→ **Activity**: Repeat the data below exactly. Include each line.
*** Opening Exercise materials ***
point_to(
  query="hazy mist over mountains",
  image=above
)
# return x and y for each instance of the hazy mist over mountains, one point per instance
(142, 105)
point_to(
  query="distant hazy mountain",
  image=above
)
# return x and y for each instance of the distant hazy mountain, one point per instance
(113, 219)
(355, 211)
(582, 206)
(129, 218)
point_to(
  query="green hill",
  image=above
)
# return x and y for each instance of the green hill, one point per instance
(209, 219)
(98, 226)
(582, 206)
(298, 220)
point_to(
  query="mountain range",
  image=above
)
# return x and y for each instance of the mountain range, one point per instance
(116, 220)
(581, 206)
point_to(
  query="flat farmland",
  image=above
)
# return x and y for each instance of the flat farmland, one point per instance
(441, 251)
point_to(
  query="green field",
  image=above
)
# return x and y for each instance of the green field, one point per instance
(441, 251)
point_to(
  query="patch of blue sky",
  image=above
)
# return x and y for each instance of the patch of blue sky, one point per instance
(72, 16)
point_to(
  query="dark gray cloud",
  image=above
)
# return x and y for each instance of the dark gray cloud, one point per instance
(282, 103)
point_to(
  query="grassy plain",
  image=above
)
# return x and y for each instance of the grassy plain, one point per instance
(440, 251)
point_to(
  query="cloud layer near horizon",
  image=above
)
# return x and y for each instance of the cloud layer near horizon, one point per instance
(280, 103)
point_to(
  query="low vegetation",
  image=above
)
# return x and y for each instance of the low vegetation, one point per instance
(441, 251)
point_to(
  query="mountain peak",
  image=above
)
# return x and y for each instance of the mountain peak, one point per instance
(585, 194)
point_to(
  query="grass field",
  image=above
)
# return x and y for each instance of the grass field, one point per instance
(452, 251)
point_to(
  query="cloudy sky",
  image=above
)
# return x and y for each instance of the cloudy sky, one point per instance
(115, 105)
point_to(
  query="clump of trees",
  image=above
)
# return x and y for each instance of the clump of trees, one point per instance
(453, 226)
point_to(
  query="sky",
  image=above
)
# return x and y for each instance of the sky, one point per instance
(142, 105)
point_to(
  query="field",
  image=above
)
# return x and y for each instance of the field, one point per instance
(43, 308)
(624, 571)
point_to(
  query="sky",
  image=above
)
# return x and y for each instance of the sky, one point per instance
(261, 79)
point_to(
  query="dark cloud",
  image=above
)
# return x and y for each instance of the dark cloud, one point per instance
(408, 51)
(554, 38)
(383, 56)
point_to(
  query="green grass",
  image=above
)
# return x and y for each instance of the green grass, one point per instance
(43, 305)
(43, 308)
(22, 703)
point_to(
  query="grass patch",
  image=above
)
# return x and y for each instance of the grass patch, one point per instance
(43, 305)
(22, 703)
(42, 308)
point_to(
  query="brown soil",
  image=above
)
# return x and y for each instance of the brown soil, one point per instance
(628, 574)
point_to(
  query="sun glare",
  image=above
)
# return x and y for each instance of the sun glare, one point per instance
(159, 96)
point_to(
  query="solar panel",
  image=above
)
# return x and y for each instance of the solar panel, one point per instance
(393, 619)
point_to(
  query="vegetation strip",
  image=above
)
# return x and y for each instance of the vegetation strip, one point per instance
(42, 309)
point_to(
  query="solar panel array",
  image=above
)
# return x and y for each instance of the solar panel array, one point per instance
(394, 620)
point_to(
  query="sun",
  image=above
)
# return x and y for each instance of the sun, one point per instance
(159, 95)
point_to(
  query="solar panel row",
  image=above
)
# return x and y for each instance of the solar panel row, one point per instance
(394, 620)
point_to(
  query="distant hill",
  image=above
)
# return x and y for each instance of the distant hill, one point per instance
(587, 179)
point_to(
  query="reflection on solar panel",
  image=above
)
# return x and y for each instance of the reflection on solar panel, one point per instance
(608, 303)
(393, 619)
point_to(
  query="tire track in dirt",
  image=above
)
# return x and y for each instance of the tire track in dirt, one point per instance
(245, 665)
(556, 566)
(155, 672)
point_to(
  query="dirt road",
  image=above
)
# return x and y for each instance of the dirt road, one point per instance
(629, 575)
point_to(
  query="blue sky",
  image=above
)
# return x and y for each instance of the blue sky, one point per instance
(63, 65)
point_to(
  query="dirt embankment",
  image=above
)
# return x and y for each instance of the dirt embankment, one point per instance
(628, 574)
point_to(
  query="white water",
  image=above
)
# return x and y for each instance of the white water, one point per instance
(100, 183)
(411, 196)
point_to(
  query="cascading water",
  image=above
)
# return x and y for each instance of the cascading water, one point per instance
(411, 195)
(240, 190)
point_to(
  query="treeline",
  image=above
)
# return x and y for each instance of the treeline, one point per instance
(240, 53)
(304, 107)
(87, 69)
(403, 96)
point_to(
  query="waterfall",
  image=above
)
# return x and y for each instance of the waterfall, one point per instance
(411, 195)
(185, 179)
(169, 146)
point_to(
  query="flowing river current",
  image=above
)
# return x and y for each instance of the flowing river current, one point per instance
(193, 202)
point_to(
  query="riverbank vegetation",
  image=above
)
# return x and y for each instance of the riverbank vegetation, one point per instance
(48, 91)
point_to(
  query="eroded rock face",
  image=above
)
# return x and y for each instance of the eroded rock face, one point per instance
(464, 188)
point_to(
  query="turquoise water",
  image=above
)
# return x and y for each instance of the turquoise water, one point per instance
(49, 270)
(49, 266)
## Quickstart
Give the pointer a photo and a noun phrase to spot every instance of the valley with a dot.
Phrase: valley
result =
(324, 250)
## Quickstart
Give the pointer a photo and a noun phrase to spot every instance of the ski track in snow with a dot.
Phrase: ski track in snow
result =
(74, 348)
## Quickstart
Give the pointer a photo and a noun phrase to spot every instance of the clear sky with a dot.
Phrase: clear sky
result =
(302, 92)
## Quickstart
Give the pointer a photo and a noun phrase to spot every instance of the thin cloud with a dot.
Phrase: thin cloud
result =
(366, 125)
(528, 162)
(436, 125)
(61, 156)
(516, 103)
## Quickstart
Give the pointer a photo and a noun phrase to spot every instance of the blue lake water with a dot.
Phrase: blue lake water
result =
*** Closing Exercise materials ***
→ **Answer to the exercise**:
point_to(
  query="hazy mist over mountains",
  image=above
)
# return x and y for each instance of the hazy mist over mountains, one point per instance
(142, 105)
point_to(
  query="distant hazy mountain",
  image=above
)
# return x and y for each instance of the distant hazy mountain, one point per instance
(113, 219)
(355, 211)
(582, 206)
(129, 218)
point_to(
  query="green hill",
  image=above
)
# return x and y for each instance of the green hill, one point per instance
(209, 219)
(98, 226)
(582, 206)
(298, 220)
point_to(
  query="mountain range",
  image=above
)
# return x and y for each instance of the mountain range, one point per instance
(116, 220)
(581, 206)
point_to(
  query="flat farmland",
  image=above
)
# return x and y for each instance of the flat farmland, one point per instance
(441, 251)
point_to(
  query="green field",
  image=above
)
# return x and y for each instance of the green field, one point per instance
(441, 251)
point_to(
  query="patch of blue sky",
  image=above
)
# return x and y for each instance of the patch of blue sky, one point per instance
(72, 16)
point_to(
  query="dark gray cloud",
  image=above
)
# return x and y for each instance of the dark gray cloud, one point per instance
(282, 103)
point_to(
  query="grassy plain",
  image=above
)
# return x and y for each instance of the grassy plain, one point per instance
(440, 251)
point_to(
  query="cloud layer near horizon",
  image=above
)
# return x and y for each instance of the cloud layer near horizon, one point per instance
(280, 103)
point_to(
  query="low vegetation",
  image=above
)
# return x and y for each instance of the low vegetation, one point per instance
(441, 251)
point_to(
  query="mountain peak",
  image=above
)
# return x and y for each instance of the mountain peak, one point per instance
(585, 194)
point_to(
  query="grass field",
  image=above
)
# return x and y for each instance of the grass field, one point per instance
(452, 251)
point_to(
  query="cloudy sky",
  image=above
)
# return x and y for each instance of the cloudy sky, one point per instance
(115, 105)
point_to(
  query="clump of trees",
  image=above
)
# return x and y for each instance of the clump of trees, one point per instance
(453, 226)
point_to(
  query="sky",
  image=above
)
# return x and y for each instance of the sky, one point per instance
(142, 105)
point_to(
  query="field",
  image=above
)
# return x and y for each instance of the field, one point per instance
(43, 308)
(624, 571)
point_to(
  query="sky",
  image=above
)
# return x and y for each instance of the sky, one point per instance
(261, 79)
point_to(
  query="dark cloud",
  image=above
)
# return x and y for each instance of the dark cloud, one point per instance
(408, 51)
(554, 38)
(383, 56)
point_to(
  query="green grass",
  image=above
)
# return x and y for each instance of the green grass, one point per instance
(43, 305)
(43, 308)
(22, 703)
point_to(
  query="grass patch",
  image=above
)
# return x and y for each instance of the grass patch, one point per instance
(43, 305)
(22, 703)
(42, 308)
point_to(
  query="brown soil",
  image=above
)
# return x and y for each instance of the brown soil, one point per instance
(628, 574)
point_to(
  query="sun glare",
  image=above
)
# return x and y for each instance of the sun glare, one point per instance
(159, 96)
point_to(
  query="solar panel",
  image=above
)
# return x and y for each instance of the solar panel, one point per instance
(393, 619)
point_to(
  query="vegetation strip",
  image=above
)
# return x and y for each instance of the vegetation strip, one point per instance
(42, 309)
point_to(
  query="solar panel array",
  image=above
)
# return x and y for each instance of the solar panel array, one point per instance
(394, 620)
point_to(
  query="sun",
  image=above
)
# return x and y for each instance of the sun, one point per instance
(159, 95)
point_to(
  query="solar panel row",
  image=above
)
# return x and y for each instance of the solar panel row, one point per instance
(394, 620)
point_to(
  query="distant hill",
  image=above
)
# return x and y for each instance of the distant hill, one point per instance
(587, 179)
point_to(
  query="reflection on solar panel",
  image=above
)
# return x and y for each instance of the reflection on solar panel, one point per instance
(608, 303)
(393, 619)
point_to(
  query="tire track in dirt",
  image=above
)
# return x and y for each instance of the tire track in dirt, one point per instance
(245, 665)
(556, 566)
(155, 672)
point_to(
  query="dirt road",
  image=above
)
# return x and y for each instance of the dirt road, one point per instance
(629, 575)
point_to(
  query="blue sky",
  image=above
)
# return x and y for each instance of the blue sky, one point per instance
(63, 65)
point_to(
  query="dirt embankment",
  image=above
)
# return x and y for each instance of the dirt embankment, one point per instance
(628, 574)
point_to(
  query="white water",
  image=above
)
# return x and y for each instance of the white water, one point per instance
(100, 183)
(411, 196)
point_to(
  query="cascading water",
  image=above
)
# return x and y for each instance of the cascading water, one point per instance
(411, 195)
(240, 190)
point_to(
  query="treeline",
  image=above
)
# return x and y for each instance of the treeline, one point per instance
(240, 53)
(304, 107)
(87, 69)
(403, 96)
point_to(
  query="waterfall",
  image=above
)
# return x and y for each instance of the waterfall, one point per instance
(411, 195)
(185, 179)
(169, 146)
point_to(
  query="flowing river current",
  image=above
)
# return x and y for each instance of the flowing river current, one point per instance
(193, 202)
point_to(
  query="riverbank vegetation",
  image=above
)
# return x and y for each instance of the riverbank vegetation, one point per instance
(48, 91)
point_to(
  query="eroded rock face",
  image=above
)
# return x and y for each instance of the eroded rock face, one point per instance
(464, 188)
point_to(
  query="turquoise water",
  image=above
)
# return x and y for each instance of the turquoise water, one point per instance
(49, 270)
(49, 266)
## Quickstart
Give the pointer a photo and a noun phrase to spot every instance of the valley with a dot.
Phrase: valley
result =
(324, 250)
## Quickstart
Give the pointer a photo and a noun phrase to spot every instance of the ski track in snow with a dot.
Phrase: ski track in snow
result =
(74, 348)
## Quickstart
Give the pointer a photo and a noun phrase to spot every instance of the clear sky with a dot.
Phrase: clear sky
result =
(302, 92)
## Quickstart
Give the pointer a photo and a noun phrase to spot every instance of the thin cloud with a dot.
Phrase: thin cloud
result =
(366, 125)
(528, 162)
(436, 125)
(61, 156)
(516, 103)
## Quickstart
Give the pointer a photo and a noun phrase to spot every instance of the blue lake water with a dot.
Phrase: blue lake water
result =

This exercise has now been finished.